(EXERCISE BRIEF)
In the stretch of data below from the line containing "the green lawn." through the line containing "[0,45,480,315]", swap "review" for "inspect" and write out only those lines, leaving everything else unchanged.
================
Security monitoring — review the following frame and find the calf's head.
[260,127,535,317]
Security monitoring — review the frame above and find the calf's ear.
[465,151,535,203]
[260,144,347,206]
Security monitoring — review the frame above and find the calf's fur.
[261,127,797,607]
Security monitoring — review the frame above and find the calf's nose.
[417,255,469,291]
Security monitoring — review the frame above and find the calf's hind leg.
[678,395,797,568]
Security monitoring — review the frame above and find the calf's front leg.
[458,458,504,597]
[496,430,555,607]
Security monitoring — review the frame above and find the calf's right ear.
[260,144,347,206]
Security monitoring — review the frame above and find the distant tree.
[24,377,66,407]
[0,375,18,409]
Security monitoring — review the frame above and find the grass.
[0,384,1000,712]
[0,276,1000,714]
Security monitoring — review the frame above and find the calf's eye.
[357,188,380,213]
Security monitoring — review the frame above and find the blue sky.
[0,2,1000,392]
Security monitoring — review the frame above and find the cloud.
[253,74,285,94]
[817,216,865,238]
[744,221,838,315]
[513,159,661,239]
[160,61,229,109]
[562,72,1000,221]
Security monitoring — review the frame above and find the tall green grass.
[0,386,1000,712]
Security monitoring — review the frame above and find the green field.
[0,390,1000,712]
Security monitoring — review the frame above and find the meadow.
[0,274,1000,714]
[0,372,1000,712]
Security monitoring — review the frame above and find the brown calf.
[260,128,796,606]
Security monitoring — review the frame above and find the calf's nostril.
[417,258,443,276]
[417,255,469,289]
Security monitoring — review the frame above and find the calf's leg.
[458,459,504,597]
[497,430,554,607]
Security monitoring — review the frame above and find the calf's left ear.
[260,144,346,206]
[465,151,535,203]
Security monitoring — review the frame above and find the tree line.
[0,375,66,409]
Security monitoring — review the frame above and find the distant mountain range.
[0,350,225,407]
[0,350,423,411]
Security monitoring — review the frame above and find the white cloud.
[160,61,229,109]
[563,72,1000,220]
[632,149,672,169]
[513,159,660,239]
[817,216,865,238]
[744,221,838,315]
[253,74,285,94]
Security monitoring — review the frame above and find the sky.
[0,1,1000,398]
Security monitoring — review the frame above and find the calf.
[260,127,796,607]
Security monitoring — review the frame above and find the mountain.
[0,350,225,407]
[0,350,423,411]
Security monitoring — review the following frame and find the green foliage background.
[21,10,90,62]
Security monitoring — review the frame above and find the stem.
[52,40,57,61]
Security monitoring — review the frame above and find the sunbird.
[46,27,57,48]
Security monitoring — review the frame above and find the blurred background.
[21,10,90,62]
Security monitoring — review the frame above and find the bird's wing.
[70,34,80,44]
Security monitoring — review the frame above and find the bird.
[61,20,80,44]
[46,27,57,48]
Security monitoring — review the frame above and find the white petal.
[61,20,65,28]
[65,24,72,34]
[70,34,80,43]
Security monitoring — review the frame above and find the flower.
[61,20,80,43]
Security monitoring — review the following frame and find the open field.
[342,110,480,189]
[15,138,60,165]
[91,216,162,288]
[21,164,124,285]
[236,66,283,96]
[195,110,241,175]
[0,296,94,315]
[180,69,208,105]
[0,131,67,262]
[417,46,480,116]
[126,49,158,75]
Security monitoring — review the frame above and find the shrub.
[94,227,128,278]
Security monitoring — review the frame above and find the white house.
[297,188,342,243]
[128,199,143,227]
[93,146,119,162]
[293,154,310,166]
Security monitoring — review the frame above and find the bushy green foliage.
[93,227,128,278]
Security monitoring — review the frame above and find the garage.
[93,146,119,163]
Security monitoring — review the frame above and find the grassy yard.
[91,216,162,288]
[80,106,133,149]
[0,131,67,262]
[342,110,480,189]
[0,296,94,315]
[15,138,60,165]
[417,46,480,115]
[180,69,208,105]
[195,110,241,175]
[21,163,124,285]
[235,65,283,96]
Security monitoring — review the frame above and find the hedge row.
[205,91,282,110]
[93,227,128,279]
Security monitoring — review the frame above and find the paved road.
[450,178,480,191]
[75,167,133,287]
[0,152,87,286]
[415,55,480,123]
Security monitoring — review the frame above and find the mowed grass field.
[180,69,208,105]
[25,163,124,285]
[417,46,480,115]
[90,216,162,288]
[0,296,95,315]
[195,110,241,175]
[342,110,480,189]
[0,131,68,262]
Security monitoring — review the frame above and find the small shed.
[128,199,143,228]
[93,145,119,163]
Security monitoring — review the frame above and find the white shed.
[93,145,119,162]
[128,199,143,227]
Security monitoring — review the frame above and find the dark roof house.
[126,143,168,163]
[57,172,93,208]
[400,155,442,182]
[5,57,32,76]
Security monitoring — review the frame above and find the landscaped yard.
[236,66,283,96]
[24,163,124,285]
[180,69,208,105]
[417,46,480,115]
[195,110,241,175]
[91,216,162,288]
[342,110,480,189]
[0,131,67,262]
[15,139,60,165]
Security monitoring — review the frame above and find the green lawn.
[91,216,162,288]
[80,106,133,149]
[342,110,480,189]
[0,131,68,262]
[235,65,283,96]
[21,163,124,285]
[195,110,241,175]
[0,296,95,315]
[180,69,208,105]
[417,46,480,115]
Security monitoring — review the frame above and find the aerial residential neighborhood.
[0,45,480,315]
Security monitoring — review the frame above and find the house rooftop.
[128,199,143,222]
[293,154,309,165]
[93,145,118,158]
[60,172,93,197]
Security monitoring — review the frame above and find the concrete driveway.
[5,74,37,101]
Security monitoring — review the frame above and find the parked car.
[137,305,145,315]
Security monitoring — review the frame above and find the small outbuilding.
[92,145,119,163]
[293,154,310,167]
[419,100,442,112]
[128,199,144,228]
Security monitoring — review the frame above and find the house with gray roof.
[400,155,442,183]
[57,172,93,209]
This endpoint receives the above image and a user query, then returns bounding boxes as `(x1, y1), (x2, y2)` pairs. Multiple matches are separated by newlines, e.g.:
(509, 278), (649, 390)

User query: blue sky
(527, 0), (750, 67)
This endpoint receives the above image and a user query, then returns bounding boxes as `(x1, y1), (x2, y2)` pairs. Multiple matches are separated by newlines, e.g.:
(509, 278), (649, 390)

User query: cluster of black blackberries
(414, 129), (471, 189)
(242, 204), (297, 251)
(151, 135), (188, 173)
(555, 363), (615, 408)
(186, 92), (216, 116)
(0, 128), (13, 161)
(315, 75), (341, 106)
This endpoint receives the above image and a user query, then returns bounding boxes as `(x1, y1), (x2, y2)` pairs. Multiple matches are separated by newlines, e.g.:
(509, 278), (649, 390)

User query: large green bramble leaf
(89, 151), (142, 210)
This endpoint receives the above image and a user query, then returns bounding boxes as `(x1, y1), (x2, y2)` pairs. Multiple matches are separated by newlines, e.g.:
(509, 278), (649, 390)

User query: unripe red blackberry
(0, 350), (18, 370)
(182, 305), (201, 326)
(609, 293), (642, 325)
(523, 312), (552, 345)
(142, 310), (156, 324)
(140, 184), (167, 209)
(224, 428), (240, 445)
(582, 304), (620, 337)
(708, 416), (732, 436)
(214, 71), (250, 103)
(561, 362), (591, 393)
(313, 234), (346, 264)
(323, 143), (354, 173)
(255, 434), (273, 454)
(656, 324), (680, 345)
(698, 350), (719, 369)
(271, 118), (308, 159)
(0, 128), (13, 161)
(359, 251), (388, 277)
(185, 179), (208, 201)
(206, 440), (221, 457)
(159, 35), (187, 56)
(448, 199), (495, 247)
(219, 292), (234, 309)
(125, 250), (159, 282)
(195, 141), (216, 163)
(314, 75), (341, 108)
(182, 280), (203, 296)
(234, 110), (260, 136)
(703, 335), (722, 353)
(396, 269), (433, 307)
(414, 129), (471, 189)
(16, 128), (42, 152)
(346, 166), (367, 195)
================
(TASK RESPONSE)
Security monitoring — inspect the frame above and find the green lawn.
[91,216,162,288]
[80,106,133,149]
[342,110,480,189]
[0,131,68,262]
[235,65,283,96]
[21,163,124,285]
[195,110,241,175]
[0,296,95,315]
[180,69,208,105]
[417,46,480,115]
Security monitoring — inspect the frame above and find the aerial residential neighborhood.
[0,45,480,315]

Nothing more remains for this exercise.